==== INPUT ROWS ====
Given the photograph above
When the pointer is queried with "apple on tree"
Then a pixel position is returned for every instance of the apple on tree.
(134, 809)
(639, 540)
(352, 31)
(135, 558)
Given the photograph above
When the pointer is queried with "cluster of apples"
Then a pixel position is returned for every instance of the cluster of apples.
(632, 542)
====
* _WORK TO COMPLETE_: Please edit all the rows so that every "pixel position" becomes "pixel location", with nothing else changed.

* _RESULT OF THIS EXERCISE_:
Given the photograph above
When the pointer is queried with "apple on tree"
Then a pixel location is returned for every instance of the apple on tree.
(134, 809)
(639, 540)
(352, 31)
(135, 558)
Given the photograph above
When the pointer is queried with "cluster of apples"
Then a pixel location is returned for every instance of the cluster of apples.
(632, 542)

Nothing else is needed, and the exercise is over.